In the source text, the personal essay about swallowing a cherry pit, at which hospital did the narrator spend two hours sobbing to an on-site psychiatrist?

• [Source text]
------------------------------------------------

“Not everyone returns to baseline.”
I always share this first. Regardless of audience, it is important that people understand, you don’t always return.
“Sometimes, you have a new baseline. A new stasis you try to maintain.”
I stuck my thumb to my chest like I was explaining to a child. My therapist nodded.

 

This was a year later, after I spent two hours sobbing to an on-site psychiatrist at Penn Presbyterian. I remember waiting in the lobby, high and unsure on whether or not to tell them that or to ride that out, not knowing they would make me pee in a cup to test for pregnancy. Drugs. I am paranoid. The lights were bright and the EMT was like a giant angel, tall, blue eyed, kind. My shorts were too short to feel comfortable doing anything but eat cherries which is what I was doing when this started.


“911. What’s your emergency?”
“I swallowed a cherry pit and now I am choking.”

I always speak like that, flatly. Terse. Abrupt. I imagine announcing the death of every friend I have loved the same way: no affect, matter of fact, let’s solve this little grief puzzle.
“She was my best friend and now she is dead,” I will say.

I am now getting ready to see the psychiatrist.
“Usually, if you’re choking you can’t breathe or talk. Can you breathe? Are you breathing?”
I am breathing. Breathe. I am breath. My hair is on end. Goosebumps line my arm. I am now getting ready to see the psychiatrist.
“The ambulance is on it’s way already. Would you like to go to the hospital just in case? For your anxiety?”
I am sobbing into a telephone and I can feel something in my throat.
“Bolus,” they say. “Things get stuck right here,” and he mimes to his own throat, “but we can take you.”
I was scared of cyanide and a $2,000 ambulance bill plus everything.
“Name.”
“(Redacted).”
“Date of birth?”
“(Redacted).”
“Can I see the psychiatrist? I am having some trouble,” I gestured to the air,
“understanding reality.”

------------------------------------------------

• [Data extract]

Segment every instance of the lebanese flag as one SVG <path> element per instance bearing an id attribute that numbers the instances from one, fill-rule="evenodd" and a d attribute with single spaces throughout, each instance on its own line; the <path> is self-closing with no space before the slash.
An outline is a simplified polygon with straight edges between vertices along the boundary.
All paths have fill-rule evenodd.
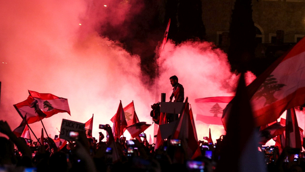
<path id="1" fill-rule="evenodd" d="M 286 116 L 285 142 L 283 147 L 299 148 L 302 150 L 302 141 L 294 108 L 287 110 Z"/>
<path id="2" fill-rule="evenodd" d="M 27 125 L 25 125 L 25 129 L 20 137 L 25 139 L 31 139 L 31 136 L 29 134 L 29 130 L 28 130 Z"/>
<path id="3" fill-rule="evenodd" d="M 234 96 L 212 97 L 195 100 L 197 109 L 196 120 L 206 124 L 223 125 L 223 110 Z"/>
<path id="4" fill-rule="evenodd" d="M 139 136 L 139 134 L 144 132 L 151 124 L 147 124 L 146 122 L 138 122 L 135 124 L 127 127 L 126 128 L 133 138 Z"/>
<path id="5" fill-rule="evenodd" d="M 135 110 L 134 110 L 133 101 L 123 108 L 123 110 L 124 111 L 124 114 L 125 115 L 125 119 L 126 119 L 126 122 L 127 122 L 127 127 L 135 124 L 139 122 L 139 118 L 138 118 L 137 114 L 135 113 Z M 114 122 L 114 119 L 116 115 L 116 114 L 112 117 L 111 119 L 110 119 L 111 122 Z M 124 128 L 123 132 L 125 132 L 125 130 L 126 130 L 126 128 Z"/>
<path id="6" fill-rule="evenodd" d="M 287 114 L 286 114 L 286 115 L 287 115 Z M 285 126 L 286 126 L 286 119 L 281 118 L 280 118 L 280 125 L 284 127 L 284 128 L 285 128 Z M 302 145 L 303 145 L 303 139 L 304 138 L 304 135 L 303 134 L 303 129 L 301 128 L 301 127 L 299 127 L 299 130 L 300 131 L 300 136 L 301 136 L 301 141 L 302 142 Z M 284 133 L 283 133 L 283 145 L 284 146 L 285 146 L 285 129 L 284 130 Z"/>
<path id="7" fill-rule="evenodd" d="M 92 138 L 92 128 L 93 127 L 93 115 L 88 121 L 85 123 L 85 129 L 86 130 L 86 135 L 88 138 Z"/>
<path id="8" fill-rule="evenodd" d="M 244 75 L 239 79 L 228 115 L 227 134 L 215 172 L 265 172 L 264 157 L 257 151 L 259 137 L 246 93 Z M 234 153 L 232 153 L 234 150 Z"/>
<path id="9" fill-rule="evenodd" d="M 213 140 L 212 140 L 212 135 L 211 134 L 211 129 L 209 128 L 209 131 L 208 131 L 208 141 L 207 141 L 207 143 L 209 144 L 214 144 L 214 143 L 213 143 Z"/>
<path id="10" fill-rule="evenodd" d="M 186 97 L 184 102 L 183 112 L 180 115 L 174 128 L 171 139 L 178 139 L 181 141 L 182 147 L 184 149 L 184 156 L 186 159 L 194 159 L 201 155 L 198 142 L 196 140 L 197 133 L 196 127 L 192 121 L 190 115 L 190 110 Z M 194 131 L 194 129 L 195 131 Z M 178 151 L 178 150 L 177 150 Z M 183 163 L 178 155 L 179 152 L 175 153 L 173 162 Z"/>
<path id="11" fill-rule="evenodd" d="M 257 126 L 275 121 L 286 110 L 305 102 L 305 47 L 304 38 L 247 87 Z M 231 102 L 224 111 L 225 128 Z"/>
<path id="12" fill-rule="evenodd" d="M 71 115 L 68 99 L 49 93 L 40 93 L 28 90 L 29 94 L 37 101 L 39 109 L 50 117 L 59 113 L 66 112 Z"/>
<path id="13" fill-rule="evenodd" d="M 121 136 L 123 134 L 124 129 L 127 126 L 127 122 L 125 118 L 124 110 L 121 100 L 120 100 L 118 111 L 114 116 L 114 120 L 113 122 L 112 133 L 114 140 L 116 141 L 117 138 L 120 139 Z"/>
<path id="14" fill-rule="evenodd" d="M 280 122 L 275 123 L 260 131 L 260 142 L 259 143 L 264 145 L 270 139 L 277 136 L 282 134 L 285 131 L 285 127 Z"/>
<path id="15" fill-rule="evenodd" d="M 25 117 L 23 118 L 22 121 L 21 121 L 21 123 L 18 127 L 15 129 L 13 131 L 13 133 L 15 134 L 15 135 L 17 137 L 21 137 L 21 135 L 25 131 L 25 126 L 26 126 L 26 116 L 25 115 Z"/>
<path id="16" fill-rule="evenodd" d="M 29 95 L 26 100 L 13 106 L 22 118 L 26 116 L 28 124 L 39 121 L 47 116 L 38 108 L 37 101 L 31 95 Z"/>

------------------------------------------------

• [Result of the task] Penn Presbyterian